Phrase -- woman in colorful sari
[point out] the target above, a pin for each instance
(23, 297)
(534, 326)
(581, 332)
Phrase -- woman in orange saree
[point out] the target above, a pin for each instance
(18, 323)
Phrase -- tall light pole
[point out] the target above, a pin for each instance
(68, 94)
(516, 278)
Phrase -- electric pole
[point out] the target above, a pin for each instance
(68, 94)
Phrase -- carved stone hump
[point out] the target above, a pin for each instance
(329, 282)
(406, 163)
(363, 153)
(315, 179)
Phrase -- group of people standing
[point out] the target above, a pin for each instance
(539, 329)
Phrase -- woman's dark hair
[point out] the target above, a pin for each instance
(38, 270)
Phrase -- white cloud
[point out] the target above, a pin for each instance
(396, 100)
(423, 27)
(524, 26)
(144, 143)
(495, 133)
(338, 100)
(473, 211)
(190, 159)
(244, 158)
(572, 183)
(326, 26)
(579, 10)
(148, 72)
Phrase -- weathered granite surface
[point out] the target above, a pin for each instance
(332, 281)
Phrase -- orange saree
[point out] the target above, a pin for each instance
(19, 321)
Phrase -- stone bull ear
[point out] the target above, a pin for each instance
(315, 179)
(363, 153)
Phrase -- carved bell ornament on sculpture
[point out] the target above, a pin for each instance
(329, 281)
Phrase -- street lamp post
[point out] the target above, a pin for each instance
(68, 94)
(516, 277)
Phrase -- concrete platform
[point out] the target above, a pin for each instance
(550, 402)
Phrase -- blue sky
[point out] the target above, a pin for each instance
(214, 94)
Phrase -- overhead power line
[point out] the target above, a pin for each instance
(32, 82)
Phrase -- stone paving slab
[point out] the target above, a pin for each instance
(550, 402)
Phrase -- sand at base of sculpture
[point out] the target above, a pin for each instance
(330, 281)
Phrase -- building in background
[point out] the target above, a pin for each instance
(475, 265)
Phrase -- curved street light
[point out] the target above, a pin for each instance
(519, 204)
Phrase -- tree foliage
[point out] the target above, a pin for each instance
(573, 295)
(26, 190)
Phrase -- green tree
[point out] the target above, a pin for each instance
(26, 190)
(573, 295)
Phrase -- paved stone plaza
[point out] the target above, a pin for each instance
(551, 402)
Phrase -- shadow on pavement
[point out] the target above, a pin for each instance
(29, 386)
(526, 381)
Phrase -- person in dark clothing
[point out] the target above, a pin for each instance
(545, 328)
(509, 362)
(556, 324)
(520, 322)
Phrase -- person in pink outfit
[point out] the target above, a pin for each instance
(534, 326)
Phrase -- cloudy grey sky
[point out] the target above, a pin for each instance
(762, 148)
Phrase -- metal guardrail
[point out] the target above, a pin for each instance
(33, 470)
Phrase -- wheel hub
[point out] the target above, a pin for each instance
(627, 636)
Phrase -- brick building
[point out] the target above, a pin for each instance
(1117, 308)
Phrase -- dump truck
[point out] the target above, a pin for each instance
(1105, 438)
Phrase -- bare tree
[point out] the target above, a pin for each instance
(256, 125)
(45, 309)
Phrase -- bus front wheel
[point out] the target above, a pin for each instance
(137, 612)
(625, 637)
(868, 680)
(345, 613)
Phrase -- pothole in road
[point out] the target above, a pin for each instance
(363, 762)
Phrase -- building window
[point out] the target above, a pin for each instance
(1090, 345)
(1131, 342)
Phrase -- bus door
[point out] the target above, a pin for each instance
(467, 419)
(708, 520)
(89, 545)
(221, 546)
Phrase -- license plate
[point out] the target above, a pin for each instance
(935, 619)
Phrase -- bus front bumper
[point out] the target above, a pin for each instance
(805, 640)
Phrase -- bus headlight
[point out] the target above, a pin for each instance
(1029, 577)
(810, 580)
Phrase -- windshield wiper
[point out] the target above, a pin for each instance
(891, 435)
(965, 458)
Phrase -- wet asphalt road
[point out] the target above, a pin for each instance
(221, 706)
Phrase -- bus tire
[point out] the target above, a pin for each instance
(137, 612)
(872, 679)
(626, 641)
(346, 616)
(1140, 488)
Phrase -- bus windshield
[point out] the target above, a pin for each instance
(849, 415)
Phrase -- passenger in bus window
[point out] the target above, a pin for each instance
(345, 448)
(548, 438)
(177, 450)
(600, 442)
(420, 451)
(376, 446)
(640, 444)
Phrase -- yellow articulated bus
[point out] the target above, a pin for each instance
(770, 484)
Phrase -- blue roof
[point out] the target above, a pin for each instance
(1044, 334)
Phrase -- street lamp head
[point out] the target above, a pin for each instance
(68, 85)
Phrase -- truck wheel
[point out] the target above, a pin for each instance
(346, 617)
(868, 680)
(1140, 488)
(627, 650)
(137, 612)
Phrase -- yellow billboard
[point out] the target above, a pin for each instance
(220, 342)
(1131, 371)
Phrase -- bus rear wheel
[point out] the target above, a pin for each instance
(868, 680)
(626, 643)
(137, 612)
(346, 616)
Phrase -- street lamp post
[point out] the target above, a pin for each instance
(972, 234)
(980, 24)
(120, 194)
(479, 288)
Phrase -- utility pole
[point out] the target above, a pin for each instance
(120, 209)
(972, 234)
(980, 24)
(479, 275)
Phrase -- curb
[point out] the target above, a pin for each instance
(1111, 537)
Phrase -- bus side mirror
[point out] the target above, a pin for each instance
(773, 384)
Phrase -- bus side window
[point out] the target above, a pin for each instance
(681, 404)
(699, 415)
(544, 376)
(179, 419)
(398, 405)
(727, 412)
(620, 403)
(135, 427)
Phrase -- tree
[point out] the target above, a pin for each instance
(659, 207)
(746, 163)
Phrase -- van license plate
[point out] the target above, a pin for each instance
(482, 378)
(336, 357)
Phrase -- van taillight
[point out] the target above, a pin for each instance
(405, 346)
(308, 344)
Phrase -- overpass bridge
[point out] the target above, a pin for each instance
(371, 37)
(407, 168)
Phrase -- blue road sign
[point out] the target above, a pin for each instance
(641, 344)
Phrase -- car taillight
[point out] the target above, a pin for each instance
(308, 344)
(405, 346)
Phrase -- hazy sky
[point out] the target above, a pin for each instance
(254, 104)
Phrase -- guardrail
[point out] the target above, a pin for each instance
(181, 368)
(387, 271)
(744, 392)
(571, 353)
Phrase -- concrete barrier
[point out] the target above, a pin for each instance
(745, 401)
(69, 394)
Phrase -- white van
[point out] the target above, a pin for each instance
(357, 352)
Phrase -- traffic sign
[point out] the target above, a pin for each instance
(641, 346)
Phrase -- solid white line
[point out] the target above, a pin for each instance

Goal of the exercise:
Your answer must be every record above, retyped exactly.

Exercise response:
Phrase -- woman in colorful sari
[point out] the target above, a pin for each instance
(23, 297)
(534, 326)
(581, 332)
Phrase -- woman in orange saree
[point out] the target above, a pin for each instance
(18, 323)
Phrase -- tall light pole
[point out] the target above, a pin for each instance
(68, 94)
(516, 278)
Phrase -- electric pole
[point out] the target above, a pin for each instance
(68, 94)
Phrase -- carved stone hump
[point out] the target above, a pin for each instance
(329, 282)
(406, 163)
(363, 153)
(315, 179)
Phrase -- group of people standing
[point out] the target above, a pin for each instance
(539, 329)
Phrase -- woman's dark hair
[point out] the target above, a pin for each instance
(38, 270)
Phrase -- white cloud
[point out] the target above, a pin for each instance
(396, 100)
(423, 27)
(524, 26)
(144, 143)
(495, 133)
(338, 100)
(473, 211)
(190, 159)
(244, 158)
(572, 183)
(326, 26)
(579, 10)
(148, 72)
Phrase -- weathered granite surface
[point out] the target above, a pin for each instance
(332, 281)
Phrase -- orange saree
[point out] the target above, a pin for each instance
(19, 321)
Phrase -- stone bull ear
[point out] the target above, a pin for each instance
(315, 179)
(363, 153)
Phrase -- carved bell ornament on sculpture
[point out] the target above, a pin for each instance
(329, 281)
Phrase -- street lamp post
[point out] the target above, a pin for each instance
(68, 94)
(516, 277)
Phrase -- concrete platform
[point out] the target above, a pin for each instance
(550, 402)
Phrase -- blue sky
[point out] the target above, a pin for each instance
(214, 94)
Phrase -- overhead power line
[point out] the target above, a pin for each instance
(32, 82)
Phrase -- stone paving slab
[point out] the target above, a pin for each instance
(550, 402)
Phrase -- sand at base of sculpture
[point out] the target above, a pin for each instance
(330, 281)
Phrase -- building in background
[point out] the target above, a pin for each instance
(475, 265)
Phrase -- curved street light
[point out] the target above, a pin for each instance
(519, 204)
Phrase -- tree foliage
[point out] the target above, a pin for each instance
(573, 295)
(26, 190)
Phrase -- green tree
[point out] the target above, a pin for each instance
(26, 190)
(573, 295)
Phrase -- paved stone plaza
[point out] the target above, a pin for each instance
(551, 402)
Phrase -- shadow on pavement
[point out] the target above, a pin for each instance
(29, 386)
(526, 381)
Phrase -- person in dark clothing
[point out] the target above, a pin for each instance
(545, 328)
(509, 362)
(556, 324)
(520, 322)
Phrase -- person in pink outfit
[point out] the target above, a pin for each instance
(534, 326)
Phrase -- cloudy grey sky
[point out] the target above, a pin for each instance
(762, 148)
Phrase -- metal guardrail
[point out] the target above, a pin for each instance
(33, 470)
Phrase -- wheel hub
[point out] the target above, a pin for each instance
(627, 636)
Phrase -- brick building
[point out] the target above, a pin for each instance
(1117, 308)
Phrase -- dump truck
[point out] the target above, a pin for each instance
(1105, 438)
Phrase -- bare tree
[point out] the target above, a pin for each instance
(256, 125)
(45, 309)
Phrase -- bus front wheel
[point out] the target above, a pin for each instance
(137, 612)
(625, 637)
(868, 680)
(345, 613)
Phrase -- pothole in road
[point out] the target above, a pin for each instance
(363, 762)
Phrase -- building window
[point out] the target above, a pin for each instance
(1090, 345)
(1131, 342)
Phrase -- bus door
[point out] the target above, a pin for each instance
(467, 419)
(708, 520)
(89, 545)
(221, 546)
Phrase -- license plate
[point out] the target above, a pin for each instance
(935, 619)
Phrase -- bus front bumper
[point out] the target above, a pin for each instance
(805, 640)
Phrase -- bus headlight
[point out] the target above, a pin for each instance
(1029, 577)
(810, 580)
Phrase -- windshield wiper
[point out] the target above, a pin for each instance
(891, 435)
(965, 458)
Phrase -- wet asphalt road
[point out] the target above, a pin for each instance
(221, 706)
Phrase -- bus tire
[point out] the target above, a pin for each instance
(137, 612)
(872, 679)
(626, 641)
(346, 616)
(1140, 488)
Phrase -- bus windshield
[point out] the target above, a pin for each instance
(849, 415)
Phrase -- passenger in bus window
[point out] the target above, a pin for each instance
(345, 448)
(548, 438)
(177, 450)
(600, 442)
(420, 451)
(376, 446)
(640, 444)
Phrase -- yellow articulated bus
[point out] the target above, a pin for each instance
(770, 484)
Phrase -- blue roof
[point out] the target above, a pin for each instance
(1044, 334)
Phrase -- street lamp head
[point out] the target above, a pin for each instance
(68, 85)
Phrase -- truck wheel
[point out] the target above, a pin for each instance
(346, 617)
(868, 680)
(1140, 488)
(627, 650)
(137, 612)
Phrase -- yellow billboard
[point out] the target above, a pin for each instance
(220, 342)
(1131, 371)
Phrase -- bus rear wheel
[point out] the target above, a pin for each instance
(868, 680)
(626, 643)
(137, 612)
(346, 616)
Phrase -- street lamp post
[point out] the target above, a pin for each instance
(972, 234)
(980, 24)
(120, 194)
(479, 288)
Phrase -- utility pole
[point out] the target above, a pin for each instance
(120, 209)
(972, 234)
(980, 24)
(479, 275)
Phrase -- curb
[point out] the target above, a pin for each instance
(1111, 537)
Phrase -- bus side mirror
[point out] the target above, a pin for each instance
(773, 384)
Phrase -- bus side window
[point out] the target above, a pin for each instance
(681, 404)
(699, 415)
(544, 376)
(179, 419)
(398, 405)
(727, 412)
(620, 403)
(135, 427)
Phrase -- tree
[point out] the target above, a pin for each instance
(659, 207)
(746, 163)
Phrase -- van license plate
[point out] the target above, a pin for each instance
(482, 378)
(336, 357)
Phrase -- van taillight
[point out] the target above, a pin for each instance
(405, 346)
(308, 344)
Phrase -- overpass bridge
[point out] the target above, a pin for each instance
(371, 37)
(407, 168)
Phrase -- blue road sign
[point out] the target above, a pin for each instance
(641, 344)
Phrase -- car taillight
[point out] the target above, a pin for each instance
(308, 344)
(405, 346)
Phrase -- hazy sky
[point out] the target above, a pin for each instance
(254, 104)
Phrase -- guardrail
[point out] the target above, a pin for each instance
(181, 368)
(387, 271)
(744, 392)
(571, 353)
Phrase -- concrete barrier
[point out] the target above, a pin for each instance
(745, 401)
(69, 394)
Phrase -- white van
[point out] the target above, a pin for each instance
(357, 352)
Phrase -- traffic sign
[point out] the target above, a pin for each instance
(641, 346)
Phrase -- solid white line
[point out] the target above, a pin for each instance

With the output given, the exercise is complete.